-- Opening Marker --
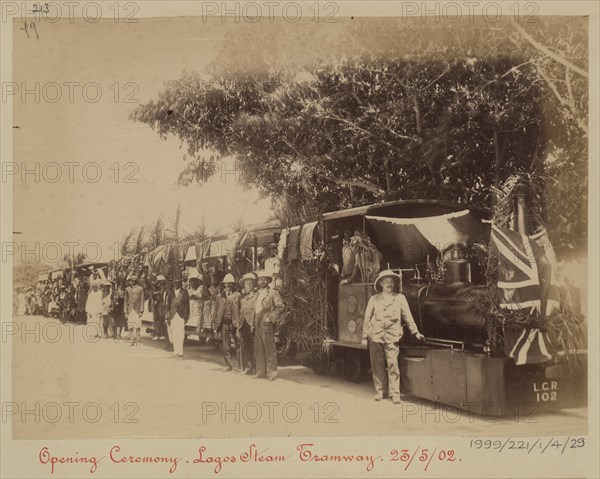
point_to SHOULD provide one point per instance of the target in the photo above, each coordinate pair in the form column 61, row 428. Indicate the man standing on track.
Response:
column 267, row 309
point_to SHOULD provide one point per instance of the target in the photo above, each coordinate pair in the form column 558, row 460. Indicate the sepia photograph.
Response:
column 244, row 237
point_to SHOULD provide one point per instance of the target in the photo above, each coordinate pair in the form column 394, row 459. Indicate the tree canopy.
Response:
column 381, row 109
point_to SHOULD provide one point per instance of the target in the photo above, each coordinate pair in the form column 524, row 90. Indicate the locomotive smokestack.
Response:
column 520, row 215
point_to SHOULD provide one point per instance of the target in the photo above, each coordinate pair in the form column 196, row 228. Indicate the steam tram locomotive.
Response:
column 454, row 365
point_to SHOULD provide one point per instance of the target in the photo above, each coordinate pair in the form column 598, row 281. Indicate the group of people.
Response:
column 245, row 316
column 245, row 312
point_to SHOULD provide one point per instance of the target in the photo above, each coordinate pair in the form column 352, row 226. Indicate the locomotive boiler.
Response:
column 455, row 364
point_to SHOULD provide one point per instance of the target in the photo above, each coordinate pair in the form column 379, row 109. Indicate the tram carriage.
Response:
column 454, row 365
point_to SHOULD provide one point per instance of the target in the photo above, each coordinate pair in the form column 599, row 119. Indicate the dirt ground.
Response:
column 67, row 387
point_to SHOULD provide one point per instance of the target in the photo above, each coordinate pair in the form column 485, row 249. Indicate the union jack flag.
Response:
column 526, row 268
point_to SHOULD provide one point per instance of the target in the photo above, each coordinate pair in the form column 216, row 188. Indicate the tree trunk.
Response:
column 497, row 164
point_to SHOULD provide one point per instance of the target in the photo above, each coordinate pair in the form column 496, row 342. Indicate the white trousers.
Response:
column 178, row 333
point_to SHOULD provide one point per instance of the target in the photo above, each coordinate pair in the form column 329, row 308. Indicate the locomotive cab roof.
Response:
column 408, row 209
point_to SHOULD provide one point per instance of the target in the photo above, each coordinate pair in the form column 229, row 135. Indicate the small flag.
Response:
column 526, row 272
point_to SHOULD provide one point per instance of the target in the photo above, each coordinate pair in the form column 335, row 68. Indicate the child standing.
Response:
column 106, row 307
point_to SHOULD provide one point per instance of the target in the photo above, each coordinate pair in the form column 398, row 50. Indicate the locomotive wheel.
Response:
column 353, row 370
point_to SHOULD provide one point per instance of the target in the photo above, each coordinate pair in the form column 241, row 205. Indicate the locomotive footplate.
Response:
column 488, row 385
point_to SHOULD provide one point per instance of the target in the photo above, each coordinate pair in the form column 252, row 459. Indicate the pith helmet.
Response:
column 388, row 273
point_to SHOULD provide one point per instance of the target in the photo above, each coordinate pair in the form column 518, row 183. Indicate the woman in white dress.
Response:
column 93, row 306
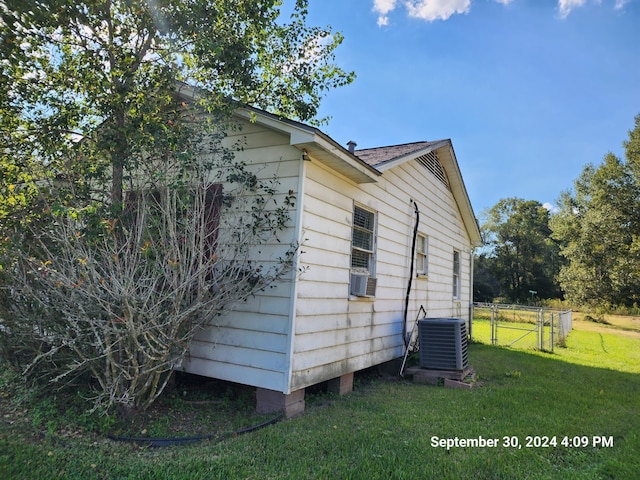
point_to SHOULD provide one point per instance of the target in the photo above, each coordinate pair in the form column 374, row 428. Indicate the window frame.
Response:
column 370, row 269
column 422, row 255
column 456, row 274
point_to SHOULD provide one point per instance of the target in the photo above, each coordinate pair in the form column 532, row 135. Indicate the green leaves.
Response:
column 522, row 256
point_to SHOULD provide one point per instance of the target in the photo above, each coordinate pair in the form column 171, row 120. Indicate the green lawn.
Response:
column 589, row 390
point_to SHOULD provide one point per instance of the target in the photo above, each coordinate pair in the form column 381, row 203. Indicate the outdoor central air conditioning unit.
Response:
column 443, row 343
column 363, row 286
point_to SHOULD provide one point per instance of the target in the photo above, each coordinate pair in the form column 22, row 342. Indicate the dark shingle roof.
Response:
column 380, row 155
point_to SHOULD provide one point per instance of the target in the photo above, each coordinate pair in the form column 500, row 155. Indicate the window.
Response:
column 363, row 244
column 456, row 274
column 422, row 248
column 363, row 241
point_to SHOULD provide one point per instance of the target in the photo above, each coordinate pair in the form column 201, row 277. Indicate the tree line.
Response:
column 586, row 251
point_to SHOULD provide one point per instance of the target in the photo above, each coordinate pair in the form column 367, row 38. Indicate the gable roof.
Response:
column 379, row 156
column 365, row 165
column 448, row 170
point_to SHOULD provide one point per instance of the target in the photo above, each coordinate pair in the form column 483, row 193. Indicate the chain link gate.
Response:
column 526, row 327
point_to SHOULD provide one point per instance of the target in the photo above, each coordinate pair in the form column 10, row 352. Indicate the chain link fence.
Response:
column 521, row 326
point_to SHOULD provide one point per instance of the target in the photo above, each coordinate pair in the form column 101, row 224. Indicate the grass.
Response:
column 384, row 429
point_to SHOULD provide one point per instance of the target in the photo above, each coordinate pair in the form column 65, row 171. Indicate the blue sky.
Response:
column 529, row 91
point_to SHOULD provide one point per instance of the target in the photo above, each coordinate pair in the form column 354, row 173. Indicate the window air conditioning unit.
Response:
column 363, row 286
column 443, row 343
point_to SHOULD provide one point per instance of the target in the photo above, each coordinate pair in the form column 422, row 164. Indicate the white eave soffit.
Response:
column 318, row 145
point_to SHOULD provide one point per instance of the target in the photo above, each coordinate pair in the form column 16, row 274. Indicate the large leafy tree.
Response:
column 92, row 105
column 598, row 226
column 521, row 254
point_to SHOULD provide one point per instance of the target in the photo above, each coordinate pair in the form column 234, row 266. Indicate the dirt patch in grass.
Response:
column 193, row 407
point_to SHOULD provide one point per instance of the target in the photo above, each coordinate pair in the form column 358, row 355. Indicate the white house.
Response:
column 355, row 217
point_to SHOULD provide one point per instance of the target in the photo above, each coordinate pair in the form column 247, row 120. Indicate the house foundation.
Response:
column 270, row 401
column 341, row 385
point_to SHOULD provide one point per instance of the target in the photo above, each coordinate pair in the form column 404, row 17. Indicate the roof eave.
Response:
column 318, row 145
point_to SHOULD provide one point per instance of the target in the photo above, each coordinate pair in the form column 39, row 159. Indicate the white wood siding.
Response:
column 252, row 344
column 337, row 334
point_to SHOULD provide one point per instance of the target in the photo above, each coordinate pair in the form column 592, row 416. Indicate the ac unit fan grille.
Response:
column 443, row 344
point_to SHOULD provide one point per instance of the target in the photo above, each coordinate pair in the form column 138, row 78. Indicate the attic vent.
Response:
column 443, row 343
column 430, row 162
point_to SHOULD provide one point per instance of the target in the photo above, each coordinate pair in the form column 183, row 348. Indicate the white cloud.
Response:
column 383, row 7
column 431, row 10
column 620, row 4
column 565, row 6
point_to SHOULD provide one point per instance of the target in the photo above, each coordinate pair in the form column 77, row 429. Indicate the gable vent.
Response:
column 430, row 162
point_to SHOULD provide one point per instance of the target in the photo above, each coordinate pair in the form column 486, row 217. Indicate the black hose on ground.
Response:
column 170, row 441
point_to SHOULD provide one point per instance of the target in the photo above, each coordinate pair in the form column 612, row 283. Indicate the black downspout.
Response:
column 413, row 254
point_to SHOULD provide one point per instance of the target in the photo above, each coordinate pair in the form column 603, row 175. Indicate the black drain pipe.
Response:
column 413, row 254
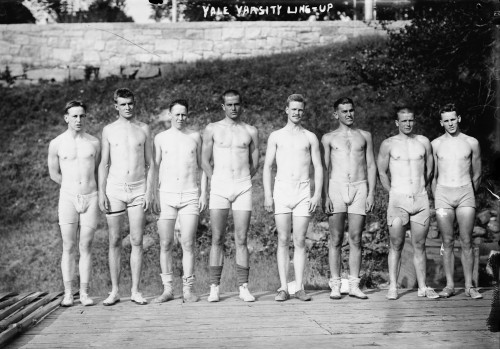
-- Closing Marker --
[ASSIGNED TASK] Set down exactly and only the lines from the start of the entries above through the line containing "the sepia photograph.", both ends included, omitting the pictures.

[REPLY]
point_to SHOULD provide one point per instance of the target in the photo above, each coordinate pair in the form column 61, row 428. Indicate the man standing on track.
Response:
column 267, row 309
point_to SHOULD provide one point per instance of the target in the photo above, each coordinate pair in the form column 558, row 460. Indicate the sepia photograph.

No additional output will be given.